> [Rows]:
>>
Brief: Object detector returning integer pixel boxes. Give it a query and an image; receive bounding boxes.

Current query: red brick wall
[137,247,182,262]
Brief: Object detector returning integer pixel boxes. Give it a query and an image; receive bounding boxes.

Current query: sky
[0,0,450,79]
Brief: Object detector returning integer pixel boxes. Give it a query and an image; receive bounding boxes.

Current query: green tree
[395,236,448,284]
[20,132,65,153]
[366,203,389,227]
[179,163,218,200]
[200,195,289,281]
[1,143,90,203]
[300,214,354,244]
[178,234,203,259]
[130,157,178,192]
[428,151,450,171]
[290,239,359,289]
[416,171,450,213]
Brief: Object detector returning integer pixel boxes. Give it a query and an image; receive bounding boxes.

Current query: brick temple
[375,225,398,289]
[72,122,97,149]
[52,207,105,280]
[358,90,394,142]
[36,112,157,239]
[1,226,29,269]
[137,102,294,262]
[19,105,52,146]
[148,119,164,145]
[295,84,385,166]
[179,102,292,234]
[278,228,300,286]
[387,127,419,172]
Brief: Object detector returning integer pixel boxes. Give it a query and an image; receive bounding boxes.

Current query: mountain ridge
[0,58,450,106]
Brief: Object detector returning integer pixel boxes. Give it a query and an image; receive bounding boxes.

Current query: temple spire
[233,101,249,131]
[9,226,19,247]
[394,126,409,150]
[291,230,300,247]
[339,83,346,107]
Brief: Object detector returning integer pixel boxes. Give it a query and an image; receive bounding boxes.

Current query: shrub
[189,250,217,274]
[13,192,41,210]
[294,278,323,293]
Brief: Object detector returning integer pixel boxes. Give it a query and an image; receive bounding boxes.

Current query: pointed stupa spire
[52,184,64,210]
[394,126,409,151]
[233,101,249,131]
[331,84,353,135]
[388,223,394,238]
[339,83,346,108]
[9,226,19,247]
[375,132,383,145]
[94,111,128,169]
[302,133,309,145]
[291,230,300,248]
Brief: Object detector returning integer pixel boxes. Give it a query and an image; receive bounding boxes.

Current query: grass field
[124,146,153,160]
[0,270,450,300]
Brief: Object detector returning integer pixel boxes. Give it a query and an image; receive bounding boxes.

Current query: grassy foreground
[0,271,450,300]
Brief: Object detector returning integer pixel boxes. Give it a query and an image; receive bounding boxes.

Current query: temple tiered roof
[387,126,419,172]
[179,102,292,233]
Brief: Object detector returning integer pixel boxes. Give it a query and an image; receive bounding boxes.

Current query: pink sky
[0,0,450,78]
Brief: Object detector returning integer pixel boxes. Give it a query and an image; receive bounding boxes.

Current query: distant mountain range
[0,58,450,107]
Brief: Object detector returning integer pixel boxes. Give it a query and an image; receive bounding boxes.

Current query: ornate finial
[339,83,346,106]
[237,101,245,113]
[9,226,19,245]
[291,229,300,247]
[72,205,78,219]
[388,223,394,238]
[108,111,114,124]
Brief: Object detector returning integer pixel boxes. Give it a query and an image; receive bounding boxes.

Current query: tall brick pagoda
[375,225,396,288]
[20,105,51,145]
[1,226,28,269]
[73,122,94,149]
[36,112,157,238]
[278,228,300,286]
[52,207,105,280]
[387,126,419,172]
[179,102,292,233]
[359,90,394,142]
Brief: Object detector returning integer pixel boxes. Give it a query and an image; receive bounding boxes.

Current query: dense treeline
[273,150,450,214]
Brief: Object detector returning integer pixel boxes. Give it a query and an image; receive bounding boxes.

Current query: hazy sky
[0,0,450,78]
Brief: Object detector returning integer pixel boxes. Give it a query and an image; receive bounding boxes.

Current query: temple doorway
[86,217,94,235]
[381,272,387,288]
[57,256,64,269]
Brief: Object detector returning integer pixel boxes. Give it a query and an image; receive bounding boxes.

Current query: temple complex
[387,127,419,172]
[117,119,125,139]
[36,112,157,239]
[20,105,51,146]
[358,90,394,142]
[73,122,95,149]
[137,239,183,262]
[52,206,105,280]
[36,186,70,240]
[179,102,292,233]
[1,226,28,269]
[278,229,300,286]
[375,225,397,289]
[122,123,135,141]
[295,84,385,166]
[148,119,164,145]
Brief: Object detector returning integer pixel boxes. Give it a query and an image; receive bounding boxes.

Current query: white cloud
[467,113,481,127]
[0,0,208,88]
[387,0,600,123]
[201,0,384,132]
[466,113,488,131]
<<
> [Given exercise]: Reproduce every record above verbatim, line for line, with no changes.

> [The result]:
Brief: Object detector returning integer pixel boxes. Give it a query and an image; receive bounding boxes.

Current query: red brick wall
[137,247,182,262]
Brief: Object detector returning integer pixel boxes. Give it a query and an image; receive bounding boxes.

Current query: sky
[0,0,450,79]
Brief: Object detector returning integer pixel boxes. Give it a query and an image; receive bounding boxes.

Current query: green tree
[395,236,448,284]
[20,132,65,153]
[366,203,389,227]
[179,163,218,200]
[200,195,289,281]
[1,143,90,203]
[300,214,354,244]
[178,234,203,259]
[130,157,178,192]
[428,151,450,171]
[290,239,359,289]
[416,171,450,213]
Brief: Object detector returning integer pixel boxes. Give it a query and an image; receive bounding boxes.

Current query: brick temple
[375,225,398,289]
[72,122,97,149]
[52,207,105,280]
[358,90,394,142]
[36,112,157,239]
[1,226,29,269]
[137,102,294,262]
[19,105,52,146]
[148,119,164,145]
[295,84,385,166]
[179,102,292,234]
[278,228,300,286]
[387,127,419,172]
Brief: Object detector returning integer pixel boxes. Give it a query and an image; receive bounding boxes.

Current query: mountain ridge
[0,58,450,106]
Brief: Object detector returning integer pixel boxes. Give it a query and an image; receive bounding boxes.

Current query: temple spire
[233,101,249,131]
[9,226,19,247]
[394,126,409,150]
[291,230,300,247]
[339,83,346,107]
Brief: Object detector returning integer pixel boxes. Give it a query and an image; receive bounding boxes.

Current query: shrub
[189,250,217,274]
[13,192,41,210]
[294,278,323,293]
Brief: Object detector returning integer pixel boxes. Give it a query and an image; receive bounding boxes.

Current query: pointed stupa spire
[52,184,64,210]
[394,126,409,151]
[233,101,249,131]
[331,84,353,135]
[388,223,394,238]
[339,83,346,108]
[9,226,19,247]
[375,132,383,145]
[94,111,128,169]
[302,133,309,145]
[291,230,300,248]
Brief: Object detector returning integer pixel boxes. Give it a query and an image; receive bounding boxes.

Current query: grass field
[124,146,153,160]
[0,270,450,300]
Brief: Object detector returning integer pixel boxes. Give it a query and an image; receive bounding boxes.

Current query: grassy foreground
[0,271,450,300]
Brief: Object detector returning integer pixel boxes. Give it a query and an image; receive bounding boxes.

Current query: temple tiered roof
[387,126,419,172]
[179,102,292,233]
Brief: Object detector returning integer pixel boxes. Give it a query and an image; receive bounding boxes.

Current query: pink sky
[0,0,450,78]
Brief: Object detector returning integer pixel boxes. Give it a query and an image; receive bounding boxes.

Current query: distant mountain range
[0,58,450,107]
Brief: Object detector returning integer pixel boxes. Give it a query and an image; receive bounding boxes.

Current query: ornate finial
[339,83,346,106]
[237,101,245,113]
[9,226,19,245]
[291,229,300,247]
[72,205,78,219]
[388,223,394,238]
[108,111,114,124]
Brief: Object detector returning integer pixel boxes. Give it a query and an image; receive bounding boxes.

Current query: tall brick pagoda
[375,225,396,288]
[20,105,51,145]
[1,226,28,269]
[73,122,94,149]
[36,112,157,238]
[278,228,300,286]
[52,207,105,280]
[387,126,419,172]
[179,102,292,233]
[359,90,394,142]
Brief: Object detector returning integer pixel boxes. Give it a query and an image; receive bounding boxes.

Current query: dense treeline
[273,150,450,214]
Brief: Object detector returning integer pixel boxes. Give it a query and an image; receive bounding boxes.

Current query: hazy sky
[0,0,450,78]
Brief: Object detector returning integer pixel boxes. Give it a query and an image; receive bounding boxes.

Current query: temple doorway
[86,217,94,235]
[381,272,387,288]
[57,256,64,269]
Brief: Object detector returning integer pixel boxes. Give it a query and an image; receive bounding boxes.

Current query: temple complex
[387,127,419,172]
[117,119,125,139]
[36,112,157,239]
[20,105,51,146]
[358,90,394,142]
[73,122,95,149]
[137,239,183,262]
[52,206,105,280]
[36,186,70,240]
[179,102,292,233]
[1,226,28,269]
[278,229,300,286]
[375,225,397,289]
[122,123,135,141]
[295,84,385,166]
[148,119,164,145]
Brief: Object detector returning integer pixel boxes. Give it a query and an image; receive bounding boxes.

Current query: white cloud
[467,113,481,127]
[0,0,208,88]
[387,0,600,123]
[201,0,384,132]
[466,113,488,131]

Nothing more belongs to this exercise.